── Input for this task ──
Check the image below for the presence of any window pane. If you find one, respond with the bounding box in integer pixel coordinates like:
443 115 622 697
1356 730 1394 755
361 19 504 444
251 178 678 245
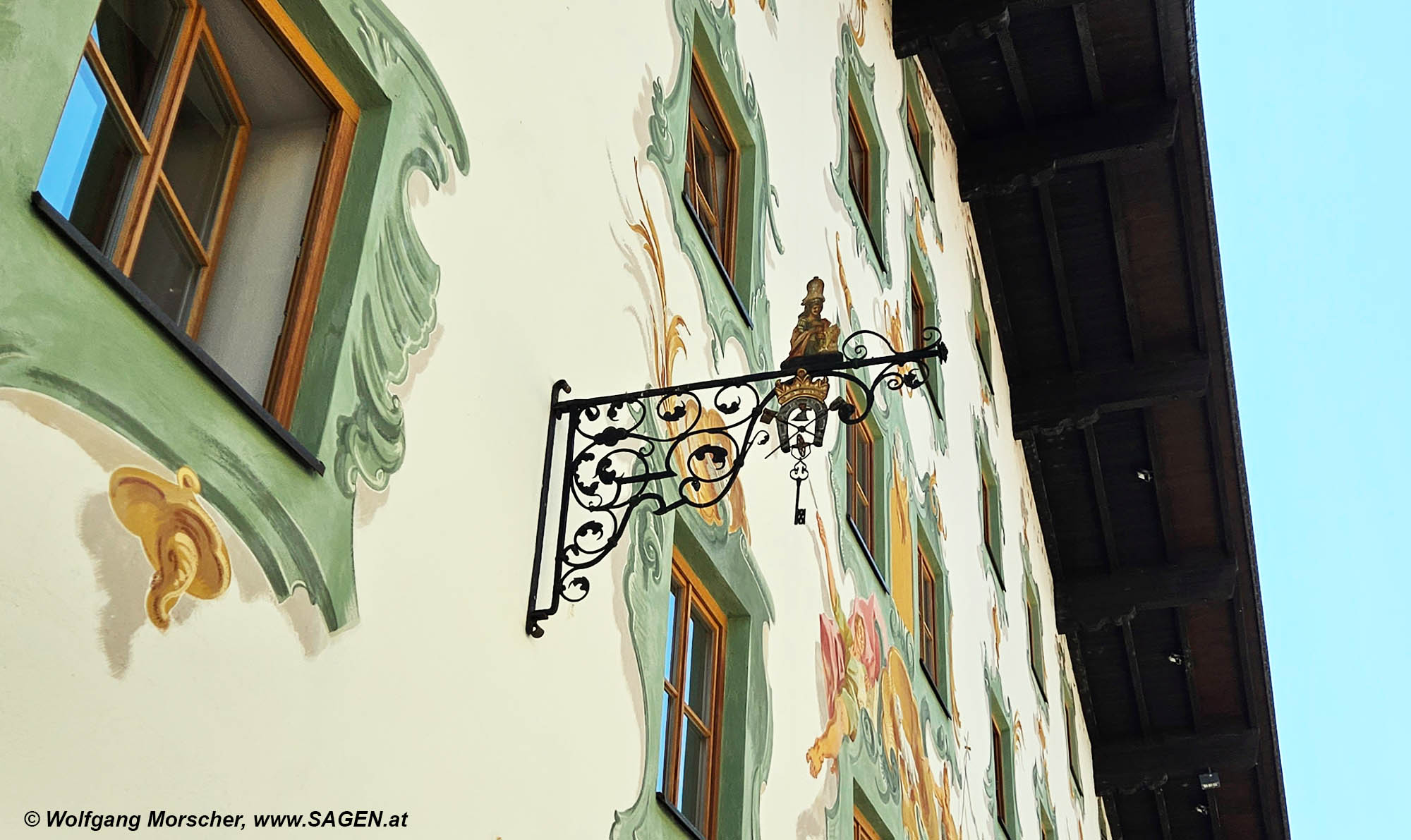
131 193 200 327
162 44 238 244
686 609 715 724
676 720 710 829
666 579 682 682
656 690 676 795
40 58 135 255
93 0 181 127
───
Directions: Change "window pane" to "chimney" in the items above, and write out all of their lines again with nothing else altered. Leave out the pictures.

Solution:
Check the image below for the presence of any chimney. If you find one, respond with the bounding box in integer pixel coordinates like:
443 115 622 697
1356 730 1394 755
361 19 504 444
251 178 678 245
131 193 200 327
162 44 238 244
686 609 715 724
676 720 710 829
666 579 682 682
656 690 676 795
40 58 135 255
93 0 181 127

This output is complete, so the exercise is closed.